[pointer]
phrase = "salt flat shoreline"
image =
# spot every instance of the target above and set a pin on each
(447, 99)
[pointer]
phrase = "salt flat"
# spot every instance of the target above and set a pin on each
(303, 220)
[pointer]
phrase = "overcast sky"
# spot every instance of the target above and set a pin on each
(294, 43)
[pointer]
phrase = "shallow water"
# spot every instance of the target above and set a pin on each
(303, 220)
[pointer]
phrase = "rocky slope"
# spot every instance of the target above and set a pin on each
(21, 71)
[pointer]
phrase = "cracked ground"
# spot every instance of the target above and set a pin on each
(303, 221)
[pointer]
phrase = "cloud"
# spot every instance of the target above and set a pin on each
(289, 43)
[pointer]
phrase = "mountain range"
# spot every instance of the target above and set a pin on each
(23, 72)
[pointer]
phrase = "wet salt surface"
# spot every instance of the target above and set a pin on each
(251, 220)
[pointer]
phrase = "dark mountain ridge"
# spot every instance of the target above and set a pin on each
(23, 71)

——————————

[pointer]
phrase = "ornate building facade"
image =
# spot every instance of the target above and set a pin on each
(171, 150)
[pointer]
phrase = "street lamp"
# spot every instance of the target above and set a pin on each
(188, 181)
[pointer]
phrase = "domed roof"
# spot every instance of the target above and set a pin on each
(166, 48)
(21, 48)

——————————

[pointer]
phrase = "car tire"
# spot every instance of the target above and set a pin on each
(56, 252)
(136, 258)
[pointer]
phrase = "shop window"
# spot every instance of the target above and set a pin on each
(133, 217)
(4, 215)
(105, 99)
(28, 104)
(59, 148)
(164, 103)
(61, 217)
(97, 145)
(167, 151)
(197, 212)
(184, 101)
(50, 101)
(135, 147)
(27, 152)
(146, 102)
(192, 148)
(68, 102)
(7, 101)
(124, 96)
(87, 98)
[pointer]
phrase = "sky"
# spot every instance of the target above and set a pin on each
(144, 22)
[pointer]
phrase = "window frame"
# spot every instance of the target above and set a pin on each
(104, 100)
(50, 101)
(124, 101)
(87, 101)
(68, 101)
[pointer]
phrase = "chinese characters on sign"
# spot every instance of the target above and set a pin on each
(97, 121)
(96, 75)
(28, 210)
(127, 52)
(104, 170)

——————————

What is needed: Number of lines above containing "salt": give it, with no other text.

Solution: 3